阅读文本:
○ ○ ○ ○
为何自蒸馏有时会削弱大语言模型的推理能力？

摘要

自蒸馏已成为大语言模型一种有效的后训练范式，通常能在缩短推理轨迹的同时提升性能。然而在数学推理任务中，我们发现该方法虽能缩减响应长度，却可能导致性能下降。通过溯源分析，我们将这种性能衰退归因于认知性言语表达的抑制——即模型在推理过程中不确定性表达能力的减弱。通过控制条件上下文丰富度与任务覆盖范围的实验表明：让教师模型基于丰富信息进行条件化会压制不确定性表达，这虽能通过有限任务覆盖实现快速的域内优化，却会损害分布外性能——因为面对未见问题时，模型本可通过表达不确定性并相应调整来获得更好表现。在Qwen3-8B、DeepSeek-Distill-Qwen-7B和Olmo3-7B-Instruct上的实验显示，性能降幅最高可达40%。我们的研究结果表明：暴露适当程度的不确定性对实现稳健推理至关重要，同时强调优化推理行为不应仅局限于强化正确答案轨迹，更需关注推理过程的内在机制。

English

Self-distillation has emerged as an effective post-training paradigm for LLMs, often improving performance while shortening reasoning traces. However, in mathematical reasoning, we find that it can reduce response length while degrading performance. We trace this degradation to the suppression of epistemic verbalization - the model's expression of uncertainty during reasoning. Through controlled experiments varying conditioning context richness and task coverage, we show that conditioning the teacher on rich information suppresses uncertainty expression, enabling rapid in-domain optimization with limited task coverage but harming OOD performance, where unseen problems benefit from expressing uncertainty and adjusting accordingly. Across Qwen3-8B, DeepSeek-Distill-Qwen-7B, and Olmo3-7B-Instruct, we observe performance drops of up to 40%. Our findings highlight that exposing appropriate levels of uncertainty is crucial for robust reasoning and underscore the importance of optimizing reasoning behavior beyond merely reinforcing correct answer traces.
○ ○ ○ ○
数据行:
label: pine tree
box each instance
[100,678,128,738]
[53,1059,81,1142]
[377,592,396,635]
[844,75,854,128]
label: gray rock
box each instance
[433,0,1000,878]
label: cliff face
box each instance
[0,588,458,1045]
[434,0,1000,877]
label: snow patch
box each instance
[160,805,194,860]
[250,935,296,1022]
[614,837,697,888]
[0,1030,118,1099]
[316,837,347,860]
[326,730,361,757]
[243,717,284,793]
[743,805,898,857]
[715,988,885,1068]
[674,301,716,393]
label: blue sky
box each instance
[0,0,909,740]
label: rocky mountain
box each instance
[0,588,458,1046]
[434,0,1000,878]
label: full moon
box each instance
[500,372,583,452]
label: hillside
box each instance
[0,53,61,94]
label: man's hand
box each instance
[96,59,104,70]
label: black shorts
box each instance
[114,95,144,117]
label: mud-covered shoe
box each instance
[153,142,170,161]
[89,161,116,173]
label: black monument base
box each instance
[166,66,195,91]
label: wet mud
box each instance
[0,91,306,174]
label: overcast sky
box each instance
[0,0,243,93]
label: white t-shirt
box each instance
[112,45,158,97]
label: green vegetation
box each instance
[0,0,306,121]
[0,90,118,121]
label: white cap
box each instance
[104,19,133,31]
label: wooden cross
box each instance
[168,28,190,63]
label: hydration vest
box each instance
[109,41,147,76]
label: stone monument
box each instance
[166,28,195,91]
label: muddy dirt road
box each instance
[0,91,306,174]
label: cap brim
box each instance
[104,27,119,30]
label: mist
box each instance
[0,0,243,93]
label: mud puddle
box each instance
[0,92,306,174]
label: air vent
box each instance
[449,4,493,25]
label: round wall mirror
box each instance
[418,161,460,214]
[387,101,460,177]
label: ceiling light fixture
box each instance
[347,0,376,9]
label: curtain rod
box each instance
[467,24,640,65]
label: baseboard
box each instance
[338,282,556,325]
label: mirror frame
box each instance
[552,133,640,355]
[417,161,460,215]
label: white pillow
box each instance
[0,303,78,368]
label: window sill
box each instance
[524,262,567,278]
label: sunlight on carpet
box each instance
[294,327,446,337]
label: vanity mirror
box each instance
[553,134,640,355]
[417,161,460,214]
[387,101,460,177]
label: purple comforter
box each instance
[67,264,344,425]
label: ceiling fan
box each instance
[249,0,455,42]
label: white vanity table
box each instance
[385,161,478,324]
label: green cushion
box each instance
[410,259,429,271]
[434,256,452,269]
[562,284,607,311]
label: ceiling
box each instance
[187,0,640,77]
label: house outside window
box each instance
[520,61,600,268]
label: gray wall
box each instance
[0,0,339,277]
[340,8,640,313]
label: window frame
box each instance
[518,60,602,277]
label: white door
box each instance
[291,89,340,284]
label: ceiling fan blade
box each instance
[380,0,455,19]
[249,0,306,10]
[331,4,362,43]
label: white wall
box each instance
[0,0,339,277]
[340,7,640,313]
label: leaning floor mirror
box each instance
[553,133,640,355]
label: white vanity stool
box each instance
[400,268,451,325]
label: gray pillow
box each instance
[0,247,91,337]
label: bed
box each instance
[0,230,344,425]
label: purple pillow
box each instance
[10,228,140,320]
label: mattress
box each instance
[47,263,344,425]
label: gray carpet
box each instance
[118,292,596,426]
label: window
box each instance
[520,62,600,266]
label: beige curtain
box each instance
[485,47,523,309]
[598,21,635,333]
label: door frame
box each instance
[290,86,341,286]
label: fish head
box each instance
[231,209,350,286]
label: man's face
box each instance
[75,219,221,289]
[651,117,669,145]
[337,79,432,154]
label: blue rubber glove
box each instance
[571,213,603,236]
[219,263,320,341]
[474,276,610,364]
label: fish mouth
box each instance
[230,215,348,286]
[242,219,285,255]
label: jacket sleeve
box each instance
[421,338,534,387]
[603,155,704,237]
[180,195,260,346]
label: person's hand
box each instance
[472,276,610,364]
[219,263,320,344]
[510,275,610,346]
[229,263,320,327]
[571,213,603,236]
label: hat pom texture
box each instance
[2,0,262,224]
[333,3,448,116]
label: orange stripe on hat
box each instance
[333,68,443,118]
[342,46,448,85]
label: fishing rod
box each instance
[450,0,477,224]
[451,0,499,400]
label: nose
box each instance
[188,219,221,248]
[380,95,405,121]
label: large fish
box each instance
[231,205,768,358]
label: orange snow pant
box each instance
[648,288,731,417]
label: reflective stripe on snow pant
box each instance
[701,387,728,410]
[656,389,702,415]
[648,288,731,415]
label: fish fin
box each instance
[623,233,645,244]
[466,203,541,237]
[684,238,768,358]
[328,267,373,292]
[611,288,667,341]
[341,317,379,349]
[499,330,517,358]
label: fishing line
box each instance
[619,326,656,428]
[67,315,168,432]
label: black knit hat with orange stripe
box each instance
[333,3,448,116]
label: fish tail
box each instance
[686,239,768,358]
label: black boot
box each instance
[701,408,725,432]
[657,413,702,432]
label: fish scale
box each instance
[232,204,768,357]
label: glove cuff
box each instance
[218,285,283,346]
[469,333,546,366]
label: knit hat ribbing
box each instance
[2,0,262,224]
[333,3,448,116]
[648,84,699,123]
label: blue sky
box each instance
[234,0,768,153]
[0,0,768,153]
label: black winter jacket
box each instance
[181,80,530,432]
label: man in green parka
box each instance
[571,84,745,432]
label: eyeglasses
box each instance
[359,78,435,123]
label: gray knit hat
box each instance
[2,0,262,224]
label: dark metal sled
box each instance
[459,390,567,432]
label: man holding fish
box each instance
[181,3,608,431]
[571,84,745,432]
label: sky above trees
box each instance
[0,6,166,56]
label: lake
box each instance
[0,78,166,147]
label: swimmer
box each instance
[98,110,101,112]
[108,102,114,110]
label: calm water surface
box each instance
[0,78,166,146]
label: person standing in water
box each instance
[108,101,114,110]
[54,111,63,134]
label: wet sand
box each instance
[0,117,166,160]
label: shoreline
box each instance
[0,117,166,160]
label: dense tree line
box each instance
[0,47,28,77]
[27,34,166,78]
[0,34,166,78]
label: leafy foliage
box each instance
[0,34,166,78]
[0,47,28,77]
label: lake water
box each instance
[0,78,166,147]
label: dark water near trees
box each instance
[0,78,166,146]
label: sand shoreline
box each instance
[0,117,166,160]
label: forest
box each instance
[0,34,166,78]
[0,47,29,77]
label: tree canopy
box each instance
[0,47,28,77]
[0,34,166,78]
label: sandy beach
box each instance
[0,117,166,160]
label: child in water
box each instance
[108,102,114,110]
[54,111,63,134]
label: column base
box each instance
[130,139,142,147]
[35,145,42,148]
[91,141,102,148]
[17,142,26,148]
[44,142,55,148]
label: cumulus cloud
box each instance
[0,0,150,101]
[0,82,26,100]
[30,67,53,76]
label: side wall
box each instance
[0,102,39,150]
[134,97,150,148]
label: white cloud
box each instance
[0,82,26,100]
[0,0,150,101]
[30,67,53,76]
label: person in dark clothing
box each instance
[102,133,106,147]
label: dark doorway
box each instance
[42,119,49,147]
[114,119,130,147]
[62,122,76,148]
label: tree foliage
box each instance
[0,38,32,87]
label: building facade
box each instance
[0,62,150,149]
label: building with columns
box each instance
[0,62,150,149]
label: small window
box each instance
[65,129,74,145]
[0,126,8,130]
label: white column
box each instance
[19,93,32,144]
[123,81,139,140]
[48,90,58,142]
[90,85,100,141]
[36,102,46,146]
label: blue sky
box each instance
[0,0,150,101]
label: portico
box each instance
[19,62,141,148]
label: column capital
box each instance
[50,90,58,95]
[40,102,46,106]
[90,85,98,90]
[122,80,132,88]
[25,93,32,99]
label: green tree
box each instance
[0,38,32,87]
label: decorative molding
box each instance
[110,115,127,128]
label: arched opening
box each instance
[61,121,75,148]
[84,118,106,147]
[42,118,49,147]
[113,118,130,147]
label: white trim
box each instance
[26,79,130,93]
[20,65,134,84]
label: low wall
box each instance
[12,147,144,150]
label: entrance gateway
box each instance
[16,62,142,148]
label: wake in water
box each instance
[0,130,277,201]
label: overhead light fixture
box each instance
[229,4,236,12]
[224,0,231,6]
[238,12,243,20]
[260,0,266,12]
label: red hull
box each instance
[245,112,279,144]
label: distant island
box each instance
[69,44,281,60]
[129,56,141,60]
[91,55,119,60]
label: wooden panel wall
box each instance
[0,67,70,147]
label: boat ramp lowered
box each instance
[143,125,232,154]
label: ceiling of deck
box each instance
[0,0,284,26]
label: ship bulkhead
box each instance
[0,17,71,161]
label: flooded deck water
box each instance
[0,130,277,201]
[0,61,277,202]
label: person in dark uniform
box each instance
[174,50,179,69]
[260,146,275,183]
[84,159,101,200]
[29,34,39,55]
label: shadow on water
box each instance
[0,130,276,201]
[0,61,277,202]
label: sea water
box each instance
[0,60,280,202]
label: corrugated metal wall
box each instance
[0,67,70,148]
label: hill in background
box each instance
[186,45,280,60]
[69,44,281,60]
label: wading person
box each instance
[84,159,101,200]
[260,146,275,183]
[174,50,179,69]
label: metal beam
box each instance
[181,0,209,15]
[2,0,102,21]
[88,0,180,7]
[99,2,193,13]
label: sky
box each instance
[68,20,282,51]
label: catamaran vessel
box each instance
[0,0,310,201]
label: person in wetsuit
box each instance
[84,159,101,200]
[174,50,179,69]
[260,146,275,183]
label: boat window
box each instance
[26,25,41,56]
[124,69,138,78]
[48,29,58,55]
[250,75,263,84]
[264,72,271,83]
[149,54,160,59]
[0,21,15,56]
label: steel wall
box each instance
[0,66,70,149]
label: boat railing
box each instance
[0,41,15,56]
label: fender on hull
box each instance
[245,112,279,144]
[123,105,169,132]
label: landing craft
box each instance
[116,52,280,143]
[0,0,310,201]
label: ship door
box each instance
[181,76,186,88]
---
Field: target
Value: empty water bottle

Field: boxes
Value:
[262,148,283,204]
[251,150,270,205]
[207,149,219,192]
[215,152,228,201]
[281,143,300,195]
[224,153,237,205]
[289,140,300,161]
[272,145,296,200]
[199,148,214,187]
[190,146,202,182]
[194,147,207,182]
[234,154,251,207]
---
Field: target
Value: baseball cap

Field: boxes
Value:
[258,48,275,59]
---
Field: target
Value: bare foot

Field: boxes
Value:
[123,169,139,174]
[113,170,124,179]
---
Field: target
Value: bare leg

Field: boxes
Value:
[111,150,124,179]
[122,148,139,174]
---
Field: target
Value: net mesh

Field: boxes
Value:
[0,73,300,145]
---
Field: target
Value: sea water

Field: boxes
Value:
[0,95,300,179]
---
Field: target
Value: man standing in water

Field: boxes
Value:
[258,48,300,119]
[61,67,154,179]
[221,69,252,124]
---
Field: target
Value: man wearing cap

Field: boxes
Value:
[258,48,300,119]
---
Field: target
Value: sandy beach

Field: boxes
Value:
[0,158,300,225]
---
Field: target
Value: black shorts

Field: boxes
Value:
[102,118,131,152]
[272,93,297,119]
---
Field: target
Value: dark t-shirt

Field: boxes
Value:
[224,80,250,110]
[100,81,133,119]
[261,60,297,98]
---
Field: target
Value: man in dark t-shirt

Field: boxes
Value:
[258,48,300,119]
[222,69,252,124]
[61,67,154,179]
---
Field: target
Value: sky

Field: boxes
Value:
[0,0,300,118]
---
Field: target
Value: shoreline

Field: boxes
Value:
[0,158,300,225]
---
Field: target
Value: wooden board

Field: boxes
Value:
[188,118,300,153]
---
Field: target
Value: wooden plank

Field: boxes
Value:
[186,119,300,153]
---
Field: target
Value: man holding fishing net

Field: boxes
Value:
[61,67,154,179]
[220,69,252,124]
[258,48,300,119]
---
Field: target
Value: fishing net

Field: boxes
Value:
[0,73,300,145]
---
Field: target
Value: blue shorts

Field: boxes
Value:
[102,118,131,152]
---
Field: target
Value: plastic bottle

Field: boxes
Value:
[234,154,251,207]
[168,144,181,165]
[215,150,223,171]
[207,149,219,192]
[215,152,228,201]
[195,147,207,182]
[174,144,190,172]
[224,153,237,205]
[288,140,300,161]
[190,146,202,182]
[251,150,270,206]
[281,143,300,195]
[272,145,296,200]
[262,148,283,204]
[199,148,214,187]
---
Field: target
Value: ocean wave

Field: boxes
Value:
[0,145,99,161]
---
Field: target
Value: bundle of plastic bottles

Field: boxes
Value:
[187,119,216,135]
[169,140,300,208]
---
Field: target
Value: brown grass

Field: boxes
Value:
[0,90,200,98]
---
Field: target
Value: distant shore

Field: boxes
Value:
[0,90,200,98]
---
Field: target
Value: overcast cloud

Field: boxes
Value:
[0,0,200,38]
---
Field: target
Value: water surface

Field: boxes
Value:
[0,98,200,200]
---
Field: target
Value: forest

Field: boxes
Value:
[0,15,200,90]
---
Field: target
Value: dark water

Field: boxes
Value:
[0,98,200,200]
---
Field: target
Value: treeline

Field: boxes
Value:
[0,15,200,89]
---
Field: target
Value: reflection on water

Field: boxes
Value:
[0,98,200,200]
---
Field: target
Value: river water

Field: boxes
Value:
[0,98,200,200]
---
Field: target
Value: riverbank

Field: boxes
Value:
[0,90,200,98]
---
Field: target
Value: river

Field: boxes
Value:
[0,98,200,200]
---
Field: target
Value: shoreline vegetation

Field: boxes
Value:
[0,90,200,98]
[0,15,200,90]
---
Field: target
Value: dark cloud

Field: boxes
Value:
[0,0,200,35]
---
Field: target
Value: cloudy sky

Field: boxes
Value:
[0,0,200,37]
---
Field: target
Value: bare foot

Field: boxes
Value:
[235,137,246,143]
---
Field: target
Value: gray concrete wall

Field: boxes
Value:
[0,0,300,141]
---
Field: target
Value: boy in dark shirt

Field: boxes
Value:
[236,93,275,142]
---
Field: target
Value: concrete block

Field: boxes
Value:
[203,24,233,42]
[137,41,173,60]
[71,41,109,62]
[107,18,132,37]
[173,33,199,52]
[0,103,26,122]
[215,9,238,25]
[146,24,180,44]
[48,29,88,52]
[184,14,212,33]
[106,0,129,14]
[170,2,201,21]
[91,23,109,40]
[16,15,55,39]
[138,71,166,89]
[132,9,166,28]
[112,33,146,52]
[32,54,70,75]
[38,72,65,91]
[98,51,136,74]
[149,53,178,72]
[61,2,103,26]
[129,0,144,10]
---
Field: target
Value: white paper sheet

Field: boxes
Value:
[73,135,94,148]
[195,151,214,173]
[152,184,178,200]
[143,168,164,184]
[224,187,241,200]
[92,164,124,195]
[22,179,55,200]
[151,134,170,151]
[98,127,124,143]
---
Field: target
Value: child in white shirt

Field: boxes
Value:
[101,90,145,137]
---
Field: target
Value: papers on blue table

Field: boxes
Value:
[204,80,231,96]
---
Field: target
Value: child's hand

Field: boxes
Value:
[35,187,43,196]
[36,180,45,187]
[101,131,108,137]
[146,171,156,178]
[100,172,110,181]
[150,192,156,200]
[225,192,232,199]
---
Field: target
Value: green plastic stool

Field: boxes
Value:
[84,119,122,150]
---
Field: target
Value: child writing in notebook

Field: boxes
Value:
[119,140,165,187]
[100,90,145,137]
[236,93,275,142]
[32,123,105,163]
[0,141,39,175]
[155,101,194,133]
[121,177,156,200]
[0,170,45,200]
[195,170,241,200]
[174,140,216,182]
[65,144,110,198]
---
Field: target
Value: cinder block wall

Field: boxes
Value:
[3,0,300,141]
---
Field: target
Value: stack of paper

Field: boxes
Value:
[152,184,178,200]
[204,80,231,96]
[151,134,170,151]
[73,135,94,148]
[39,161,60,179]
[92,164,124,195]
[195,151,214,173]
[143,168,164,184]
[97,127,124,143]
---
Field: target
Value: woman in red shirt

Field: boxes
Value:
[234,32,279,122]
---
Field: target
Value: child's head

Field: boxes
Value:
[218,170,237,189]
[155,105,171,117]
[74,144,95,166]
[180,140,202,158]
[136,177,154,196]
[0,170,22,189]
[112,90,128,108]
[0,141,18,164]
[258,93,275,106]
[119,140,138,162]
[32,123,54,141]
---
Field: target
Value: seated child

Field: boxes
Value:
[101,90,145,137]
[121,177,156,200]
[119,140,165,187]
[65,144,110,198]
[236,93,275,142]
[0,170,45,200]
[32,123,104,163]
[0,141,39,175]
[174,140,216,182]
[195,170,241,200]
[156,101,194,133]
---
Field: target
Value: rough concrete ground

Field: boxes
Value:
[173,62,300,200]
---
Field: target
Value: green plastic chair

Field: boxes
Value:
○ ○ ○ ○
任务要求:
根据关于自蒸馏的摘要，回答以下问题：
(a) 在数学推理任务中，自蒸馏对响应长度和性能分别有什么影响？
(b) 作者将这种性能衰退归因于什么？
(c) 在所列三个模型上，性能降幅最高可达多少？
本练习用不到上面的数据行。

参考答案:
(a) 能缩减响应长度，却可能导致性能下降。
(b) 归因于认知性言语表达的抑制，即模型在推理过程中不确定性表达能力的减弱。
(c) 最高可达40%。